Data records:
════

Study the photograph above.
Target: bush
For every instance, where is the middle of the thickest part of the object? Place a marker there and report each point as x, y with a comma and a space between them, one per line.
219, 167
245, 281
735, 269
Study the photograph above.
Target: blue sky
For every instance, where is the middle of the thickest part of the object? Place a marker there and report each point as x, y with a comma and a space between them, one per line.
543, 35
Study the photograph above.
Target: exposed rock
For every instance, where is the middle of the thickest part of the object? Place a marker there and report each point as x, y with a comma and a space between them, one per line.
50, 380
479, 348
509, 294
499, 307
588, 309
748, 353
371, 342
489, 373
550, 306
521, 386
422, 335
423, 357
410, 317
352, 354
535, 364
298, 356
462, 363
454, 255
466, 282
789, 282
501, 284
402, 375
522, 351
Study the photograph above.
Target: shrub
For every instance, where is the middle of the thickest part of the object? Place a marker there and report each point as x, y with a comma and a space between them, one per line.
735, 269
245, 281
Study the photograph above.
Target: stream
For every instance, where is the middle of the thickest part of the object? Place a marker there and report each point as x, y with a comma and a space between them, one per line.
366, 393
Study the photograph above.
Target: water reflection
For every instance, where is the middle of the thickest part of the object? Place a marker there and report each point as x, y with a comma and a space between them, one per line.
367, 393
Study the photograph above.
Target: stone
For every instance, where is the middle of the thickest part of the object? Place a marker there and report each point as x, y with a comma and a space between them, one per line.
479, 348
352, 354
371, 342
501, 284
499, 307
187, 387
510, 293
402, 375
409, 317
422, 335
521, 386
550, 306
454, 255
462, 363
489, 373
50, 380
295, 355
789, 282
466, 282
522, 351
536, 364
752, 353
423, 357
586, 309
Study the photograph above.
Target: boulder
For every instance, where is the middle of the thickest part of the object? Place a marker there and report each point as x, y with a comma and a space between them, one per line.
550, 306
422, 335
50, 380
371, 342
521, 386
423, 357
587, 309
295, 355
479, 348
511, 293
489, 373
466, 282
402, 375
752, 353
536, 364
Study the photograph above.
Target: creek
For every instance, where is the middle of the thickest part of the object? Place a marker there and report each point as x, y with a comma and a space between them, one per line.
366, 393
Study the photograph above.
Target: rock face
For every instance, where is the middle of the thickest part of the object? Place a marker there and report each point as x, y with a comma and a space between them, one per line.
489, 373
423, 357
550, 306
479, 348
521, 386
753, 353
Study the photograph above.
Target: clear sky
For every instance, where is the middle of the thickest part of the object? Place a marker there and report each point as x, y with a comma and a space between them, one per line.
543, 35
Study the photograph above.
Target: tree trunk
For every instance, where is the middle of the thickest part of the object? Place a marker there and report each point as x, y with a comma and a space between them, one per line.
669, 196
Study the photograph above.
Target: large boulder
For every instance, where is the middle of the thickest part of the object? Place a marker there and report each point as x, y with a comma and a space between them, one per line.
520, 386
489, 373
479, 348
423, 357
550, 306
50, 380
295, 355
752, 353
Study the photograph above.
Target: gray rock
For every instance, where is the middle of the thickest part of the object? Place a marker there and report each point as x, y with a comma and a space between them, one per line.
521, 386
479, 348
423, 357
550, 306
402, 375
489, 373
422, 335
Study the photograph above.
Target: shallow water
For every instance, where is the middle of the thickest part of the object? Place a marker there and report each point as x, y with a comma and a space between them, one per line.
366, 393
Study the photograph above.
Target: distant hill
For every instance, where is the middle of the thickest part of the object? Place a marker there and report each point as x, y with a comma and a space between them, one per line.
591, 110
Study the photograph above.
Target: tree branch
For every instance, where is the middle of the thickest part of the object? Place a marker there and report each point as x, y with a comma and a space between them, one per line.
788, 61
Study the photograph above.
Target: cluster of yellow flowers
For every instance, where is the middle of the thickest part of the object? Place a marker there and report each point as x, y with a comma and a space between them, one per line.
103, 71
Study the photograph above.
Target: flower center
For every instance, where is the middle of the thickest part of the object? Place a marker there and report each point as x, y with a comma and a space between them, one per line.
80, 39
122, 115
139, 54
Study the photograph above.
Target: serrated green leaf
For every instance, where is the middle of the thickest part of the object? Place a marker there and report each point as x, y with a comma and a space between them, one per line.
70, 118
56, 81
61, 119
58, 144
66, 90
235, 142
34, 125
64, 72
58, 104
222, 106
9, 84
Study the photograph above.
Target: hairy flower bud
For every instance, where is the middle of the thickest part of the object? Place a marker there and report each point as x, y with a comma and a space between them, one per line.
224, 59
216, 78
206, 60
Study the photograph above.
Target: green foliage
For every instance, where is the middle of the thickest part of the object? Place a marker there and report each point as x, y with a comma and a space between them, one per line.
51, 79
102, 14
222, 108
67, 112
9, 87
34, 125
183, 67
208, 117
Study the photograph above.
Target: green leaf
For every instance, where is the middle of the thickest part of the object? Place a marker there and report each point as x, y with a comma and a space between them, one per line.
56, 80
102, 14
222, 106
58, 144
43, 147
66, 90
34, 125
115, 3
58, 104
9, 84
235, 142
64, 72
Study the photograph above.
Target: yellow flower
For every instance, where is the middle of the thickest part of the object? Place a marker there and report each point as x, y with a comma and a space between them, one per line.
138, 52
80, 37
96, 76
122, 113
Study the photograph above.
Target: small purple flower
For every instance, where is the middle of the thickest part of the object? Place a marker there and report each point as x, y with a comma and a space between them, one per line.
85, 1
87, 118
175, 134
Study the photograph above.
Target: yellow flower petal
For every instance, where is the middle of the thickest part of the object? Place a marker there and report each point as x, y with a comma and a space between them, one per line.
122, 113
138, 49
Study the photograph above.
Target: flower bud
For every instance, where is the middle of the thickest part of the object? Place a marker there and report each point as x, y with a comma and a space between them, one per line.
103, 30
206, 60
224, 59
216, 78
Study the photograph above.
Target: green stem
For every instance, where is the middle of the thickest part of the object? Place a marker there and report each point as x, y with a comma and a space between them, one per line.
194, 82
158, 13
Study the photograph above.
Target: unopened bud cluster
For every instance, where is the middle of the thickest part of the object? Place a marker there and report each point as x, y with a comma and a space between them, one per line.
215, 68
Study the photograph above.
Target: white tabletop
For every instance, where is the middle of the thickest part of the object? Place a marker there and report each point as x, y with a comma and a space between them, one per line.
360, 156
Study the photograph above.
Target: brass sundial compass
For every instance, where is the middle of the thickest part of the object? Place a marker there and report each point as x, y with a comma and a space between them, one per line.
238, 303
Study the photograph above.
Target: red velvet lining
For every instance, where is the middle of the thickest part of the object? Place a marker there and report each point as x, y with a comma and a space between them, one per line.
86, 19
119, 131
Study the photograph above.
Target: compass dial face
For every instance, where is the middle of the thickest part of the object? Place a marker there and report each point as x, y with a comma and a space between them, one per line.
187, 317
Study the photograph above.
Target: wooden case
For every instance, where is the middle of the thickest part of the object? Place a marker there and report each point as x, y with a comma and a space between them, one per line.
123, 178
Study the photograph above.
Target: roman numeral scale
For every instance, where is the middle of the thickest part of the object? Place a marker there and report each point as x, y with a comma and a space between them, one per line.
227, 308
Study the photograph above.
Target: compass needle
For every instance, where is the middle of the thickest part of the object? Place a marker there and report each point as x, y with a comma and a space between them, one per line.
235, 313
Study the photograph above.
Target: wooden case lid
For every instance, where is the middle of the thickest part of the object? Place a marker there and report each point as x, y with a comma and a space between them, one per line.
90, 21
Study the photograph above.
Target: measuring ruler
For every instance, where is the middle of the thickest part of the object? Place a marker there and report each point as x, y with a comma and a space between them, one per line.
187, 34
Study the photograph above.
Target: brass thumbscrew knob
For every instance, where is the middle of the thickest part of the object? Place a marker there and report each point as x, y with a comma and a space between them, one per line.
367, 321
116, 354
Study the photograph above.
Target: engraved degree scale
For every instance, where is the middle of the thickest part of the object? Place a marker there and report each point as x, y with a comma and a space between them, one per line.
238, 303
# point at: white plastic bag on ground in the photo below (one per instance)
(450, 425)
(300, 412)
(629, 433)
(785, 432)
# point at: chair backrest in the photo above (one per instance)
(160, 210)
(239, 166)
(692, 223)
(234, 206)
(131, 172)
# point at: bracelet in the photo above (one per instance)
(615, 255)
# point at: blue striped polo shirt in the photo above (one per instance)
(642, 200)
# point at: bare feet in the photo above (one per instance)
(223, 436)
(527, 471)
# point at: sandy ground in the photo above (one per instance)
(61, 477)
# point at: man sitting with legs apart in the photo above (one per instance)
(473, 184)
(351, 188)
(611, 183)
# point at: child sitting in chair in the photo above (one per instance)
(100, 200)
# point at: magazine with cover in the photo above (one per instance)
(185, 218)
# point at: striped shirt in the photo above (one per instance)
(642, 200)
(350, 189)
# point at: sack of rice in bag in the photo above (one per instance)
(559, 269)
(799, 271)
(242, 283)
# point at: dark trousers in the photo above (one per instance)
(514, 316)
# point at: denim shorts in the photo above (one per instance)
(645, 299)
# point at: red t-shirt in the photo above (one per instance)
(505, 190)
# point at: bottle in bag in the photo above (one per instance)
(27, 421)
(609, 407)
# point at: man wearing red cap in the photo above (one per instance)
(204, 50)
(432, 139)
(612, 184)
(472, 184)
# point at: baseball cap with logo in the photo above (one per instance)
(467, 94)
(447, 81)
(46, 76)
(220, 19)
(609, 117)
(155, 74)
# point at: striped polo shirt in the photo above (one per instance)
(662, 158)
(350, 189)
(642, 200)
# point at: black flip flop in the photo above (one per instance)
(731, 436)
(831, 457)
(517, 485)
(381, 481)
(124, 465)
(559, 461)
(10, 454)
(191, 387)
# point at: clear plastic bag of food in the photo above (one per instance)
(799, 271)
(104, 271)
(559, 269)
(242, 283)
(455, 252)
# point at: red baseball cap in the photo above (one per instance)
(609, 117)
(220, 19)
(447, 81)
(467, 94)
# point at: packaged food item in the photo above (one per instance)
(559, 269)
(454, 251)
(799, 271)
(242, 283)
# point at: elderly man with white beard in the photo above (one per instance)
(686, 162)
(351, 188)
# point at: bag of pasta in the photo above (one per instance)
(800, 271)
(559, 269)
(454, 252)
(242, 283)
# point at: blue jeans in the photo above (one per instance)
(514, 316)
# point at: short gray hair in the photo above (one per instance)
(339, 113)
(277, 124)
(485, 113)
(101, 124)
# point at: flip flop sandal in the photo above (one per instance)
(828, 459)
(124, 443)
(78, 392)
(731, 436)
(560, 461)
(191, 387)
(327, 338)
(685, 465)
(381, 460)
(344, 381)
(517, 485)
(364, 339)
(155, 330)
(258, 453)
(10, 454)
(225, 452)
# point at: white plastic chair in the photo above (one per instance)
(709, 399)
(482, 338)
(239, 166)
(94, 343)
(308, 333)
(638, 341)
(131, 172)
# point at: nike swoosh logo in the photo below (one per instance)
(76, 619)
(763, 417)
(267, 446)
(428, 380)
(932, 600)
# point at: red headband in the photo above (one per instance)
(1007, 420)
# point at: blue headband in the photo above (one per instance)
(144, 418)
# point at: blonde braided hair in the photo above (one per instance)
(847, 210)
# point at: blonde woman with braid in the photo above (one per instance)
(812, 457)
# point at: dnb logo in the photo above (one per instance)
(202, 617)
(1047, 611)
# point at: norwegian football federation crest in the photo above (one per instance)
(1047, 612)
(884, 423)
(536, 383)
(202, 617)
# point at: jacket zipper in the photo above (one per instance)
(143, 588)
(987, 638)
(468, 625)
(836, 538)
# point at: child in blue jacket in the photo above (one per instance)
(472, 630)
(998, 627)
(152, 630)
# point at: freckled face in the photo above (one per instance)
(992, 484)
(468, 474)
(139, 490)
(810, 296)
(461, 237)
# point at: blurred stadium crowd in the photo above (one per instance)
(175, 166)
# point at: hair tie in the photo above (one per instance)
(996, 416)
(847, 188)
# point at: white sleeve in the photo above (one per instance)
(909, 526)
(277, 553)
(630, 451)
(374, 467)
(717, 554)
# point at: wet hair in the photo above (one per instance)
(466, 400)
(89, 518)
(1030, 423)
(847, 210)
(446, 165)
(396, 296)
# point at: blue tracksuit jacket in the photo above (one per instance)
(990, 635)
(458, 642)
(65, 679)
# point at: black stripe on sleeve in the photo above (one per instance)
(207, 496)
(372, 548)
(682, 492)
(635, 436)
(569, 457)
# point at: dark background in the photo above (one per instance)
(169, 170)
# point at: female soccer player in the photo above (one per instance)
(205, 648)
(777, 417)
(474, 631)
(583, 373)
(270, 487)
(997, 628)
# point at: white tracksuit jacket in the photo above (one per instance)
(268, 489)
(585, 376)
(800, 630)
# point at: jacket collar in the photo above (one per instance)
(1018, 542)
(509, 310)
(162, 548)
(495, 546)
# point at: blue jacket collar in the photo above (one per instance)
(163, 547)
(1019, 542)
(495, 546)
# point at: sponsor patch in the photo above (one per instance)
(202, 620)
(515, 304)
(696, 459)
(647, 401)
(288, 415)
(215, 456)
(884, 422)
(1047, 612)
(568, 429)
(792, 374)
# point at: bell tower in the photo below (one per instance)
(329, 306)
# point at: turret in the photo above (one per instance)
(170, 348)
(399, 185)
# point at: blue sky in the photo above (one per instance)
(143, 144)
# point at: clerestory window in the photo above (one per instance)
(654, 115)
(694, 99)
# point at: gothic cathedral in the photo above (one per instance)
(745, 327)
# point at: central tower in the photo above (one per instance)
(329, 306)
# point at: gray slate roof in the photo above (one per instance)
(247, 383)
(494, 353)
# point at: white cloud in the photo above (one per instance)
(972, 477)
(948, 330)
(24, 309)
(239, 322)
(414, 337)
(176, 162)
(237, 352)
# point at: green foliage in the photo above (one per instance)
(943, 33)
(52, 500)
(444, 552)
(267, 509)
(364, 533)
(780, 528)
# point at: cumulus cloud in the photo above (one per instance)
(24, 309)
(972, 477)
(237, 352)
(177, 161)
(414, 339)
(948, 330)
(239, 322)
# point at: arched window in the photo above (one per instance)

════

Task brief:
Going through the records, say how many lines hold the string "compass". Only the number should be given.

Answer section:
3